BEGIN SELECTED EXTRACT

#publicserviceannouncement
February 21, 2011Today Gawker pointed to a study of 500 people, each with a history of melanoma in his/her family, who said they’d rather be tan than take precautions against getting skin cancer. Gawker said, “A new study shows that even people with a history of skin cancer in their family don’t wear sunscreen and prefer to go tanning. Know what doesn’t give you a healthy glow? Chemotherapy. Just saying.”
The mocking tone is spot on. However. Guess what they don’t do to you when you get melanoma? Give you chemotherapy. Because it only works in 5 percent of cases. Which means treatment options following a melanoma diagnosis are very, very limited.
I know I shouldn’t expect too much out of the New York Daily News, but I can’t help but feel infuriated by the article printed on the study. There are a couple of quotes from people who won’t give up their tan because they want to keep their “shiny glow,” and the only paragraph on actually developing melanoma merely says this: “More than 58,000 Americans developed skin cancer in 2007, according to the most recent statistics available. That year, 8,461 died from the skin tumors, according to the federal Centers for Disease Control and Prevention.”
That’s it? That’s all we get in this news article meant for the layman regarding melanoma, that which cannot be cured by the standard chemo and radiation? The cancer thatĀ struck 70,000 Americans last year and is “almost always fatal” within a year once it metastasizes?
Even Gawker’s biting line, the zinger that’s meant to make fun of the people who risk their lives to be a shade darker than natural, lacks that accuracy. And that shows how little the public knows about this type of cancer, three years after Clark’s initial diagnosis, after I have seen things that I am just now remembering because they were so traumatic, and that makes me feel unacknowledged.

END SELECTED EXTRACT
BEGIN DATASET

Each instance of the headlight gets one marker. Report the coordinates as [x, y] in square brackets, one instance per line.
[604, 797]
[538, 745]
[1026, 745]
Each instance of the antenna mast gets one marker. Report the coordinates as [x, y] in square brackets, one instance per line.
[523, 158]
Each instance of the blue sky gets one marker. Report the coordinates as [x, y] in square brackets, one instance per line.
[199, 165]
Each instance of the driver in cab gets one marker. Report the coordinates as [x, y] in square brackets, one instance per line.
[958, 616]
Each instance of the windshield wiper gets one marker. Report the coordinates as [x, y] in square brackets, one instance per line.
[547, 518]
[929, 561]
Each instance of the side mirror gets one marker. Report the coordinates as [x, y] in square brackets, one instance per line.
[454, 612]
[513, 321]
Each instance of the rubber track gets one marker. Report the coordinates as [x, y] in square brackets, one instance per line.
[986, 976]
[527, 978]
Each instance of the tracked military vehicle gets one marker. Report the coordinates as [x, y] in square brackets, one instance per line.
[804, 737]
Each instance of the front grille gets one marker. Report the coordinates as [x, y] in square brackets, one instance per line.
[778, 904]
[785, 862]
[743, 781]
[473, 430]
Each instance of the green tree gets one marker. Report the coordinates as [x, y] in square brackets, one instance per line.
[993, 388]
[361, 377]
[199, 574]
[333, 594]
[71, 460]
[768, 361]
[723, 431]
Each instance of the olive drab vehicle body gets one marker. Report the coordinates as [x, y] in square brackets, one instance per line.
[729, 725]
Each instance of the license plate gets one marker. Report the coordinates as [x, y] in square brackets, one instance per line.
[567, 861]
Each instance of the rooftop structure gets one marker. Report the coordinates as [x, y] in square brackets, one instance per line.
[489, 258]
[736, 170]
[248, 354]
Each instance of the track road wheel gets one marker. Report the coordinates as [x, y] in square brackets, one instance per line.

END DATASET

**EXERCISES TO COMPLETE**
(1) According to the post about melanoma, in what share of cases does chemotherapy work against melanoma?
(2) Write out the post about melanoma from "#publicserviceannouncement" to "very, very limited.".
The lines have nothing to do with the post about melanoma.

**ANSWERS IN ORDER**
(1) It works in only 5 percent of cases.

(2)
#publicserviceannouncement
February 21, 2011Today Gawker pointed to a study of 500 people, each with a history of melanoma in his/her family, who said they’d rather be tan than take precautions against getting skin cancer. Gawker said, “A new study shows that even people with a history of skin cancer in their family don’t wear sunscreen and prefer to go tanning. Know what doesn’t give you a healthy glow? Chemotherapy. Just saying.”
The mocking tone is spot on. However. Guess what they don’t do to you when you get melanoma? Give you chemotherapy. Because it only works in 5 percent of cases. Which means treatment options following a melanoma diagnosis are very, very limited.